▶ Entries supplied:
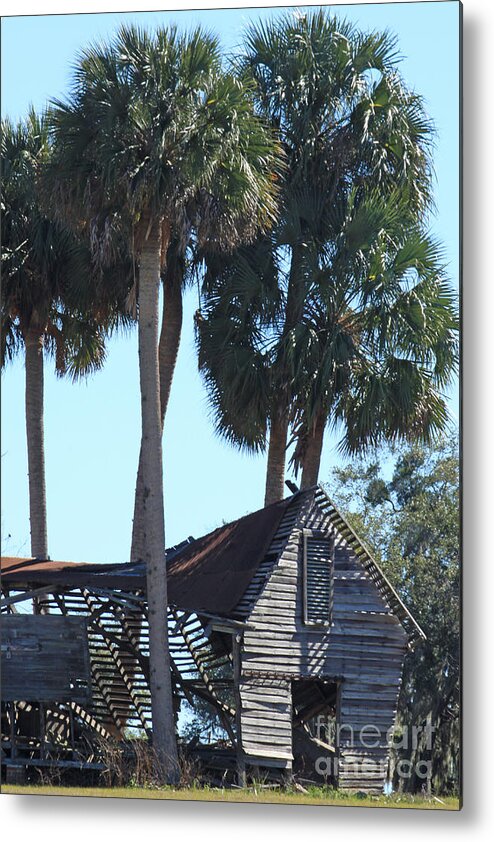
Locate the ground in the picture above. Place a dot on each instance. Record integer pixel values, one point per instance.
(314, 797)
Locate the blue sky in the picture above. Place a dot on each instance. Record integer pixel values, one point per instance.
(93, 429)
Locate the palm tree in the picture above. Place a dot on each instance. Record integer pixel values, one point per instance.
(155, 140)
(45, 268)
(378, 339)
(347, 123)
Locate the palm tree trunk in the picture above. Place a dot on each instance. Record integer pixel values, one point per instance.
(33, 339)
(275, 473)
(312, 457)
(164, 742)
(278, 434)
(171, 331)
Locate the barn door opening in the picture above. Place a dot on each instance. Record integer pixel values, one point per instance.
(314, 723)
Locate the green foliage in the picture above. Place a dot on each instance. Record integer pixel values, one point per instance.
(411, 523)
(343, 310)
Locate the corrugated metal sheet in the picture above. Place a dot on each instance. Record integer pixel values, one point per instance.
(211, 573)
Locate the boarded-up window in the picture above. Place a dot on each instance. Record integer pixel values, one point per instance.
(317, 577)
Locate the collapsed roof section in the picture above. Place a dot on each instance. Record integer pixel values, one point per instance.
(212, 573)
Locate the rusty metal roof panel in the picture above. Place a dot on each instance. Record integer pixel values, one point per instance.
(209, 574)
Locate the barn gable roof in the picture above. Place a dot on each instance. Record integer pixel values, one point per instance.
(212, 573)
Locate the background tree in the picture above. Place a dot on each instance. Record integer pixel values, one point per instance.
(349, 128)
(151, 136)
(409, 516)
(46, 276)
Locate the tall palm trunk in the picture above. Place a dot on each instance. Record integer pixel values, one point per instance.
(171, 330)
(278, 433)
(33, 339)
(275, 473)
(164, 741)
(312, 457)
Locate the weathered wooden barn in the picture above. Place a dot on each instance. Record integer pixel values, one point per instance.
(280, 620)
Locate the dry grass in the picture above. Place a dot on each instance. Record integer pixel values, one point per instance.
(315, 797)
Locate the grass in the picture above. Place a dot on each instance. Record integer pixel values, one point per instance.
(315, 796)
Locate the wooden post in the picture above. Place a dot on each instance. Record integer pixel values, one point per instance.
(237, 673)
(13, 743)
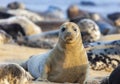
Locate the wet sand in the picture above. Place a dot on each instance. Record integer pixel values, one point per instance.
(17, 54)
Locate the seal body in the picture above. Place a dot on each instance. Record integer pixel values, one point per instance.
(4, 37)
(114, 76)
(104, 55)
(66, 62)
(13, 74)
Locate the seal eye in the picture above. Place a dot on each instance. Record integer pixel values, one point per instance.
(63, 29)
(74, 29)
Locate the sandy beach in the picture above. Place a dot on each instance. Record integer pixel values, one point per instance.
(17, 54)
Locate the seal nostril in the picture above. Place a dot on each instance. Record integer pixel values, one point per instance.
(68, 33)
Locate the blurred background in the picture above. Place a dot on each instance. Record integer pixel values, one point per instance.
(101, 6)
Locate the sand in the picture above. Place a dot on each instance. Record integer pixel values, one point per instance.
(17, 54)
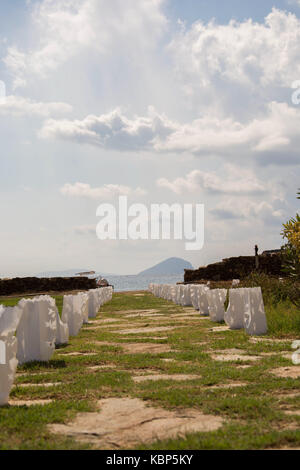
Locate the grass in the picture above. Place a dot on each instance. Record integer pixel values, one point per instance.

▶ Directions for this task: Only the lines from the one containing "Locate the sandy" through the end of the records are wanted, set down exactly and without their pictures.

▶ Answer box:
Locate the sandy beach in the picture above. Place a dot on each instance. Record integer pixel values, one point per instance.
(17, 54)
Locate the seal nostril in the picture above. Place a dot on each instance. Record integer pixel values, one point per instance.
(68, 33)
Locate the blurred background in the picture above. Place a dot on each instance. Record integer pixel values, one point per instance.
(101, 6)
Locate the sand in the picture above. Place a dot on each instance. Record integer pixel values, one point per instance.
(17, 54)
Locate the grass in the picture above. Place a dot on each instance. Record integer pixel values, one point per instance.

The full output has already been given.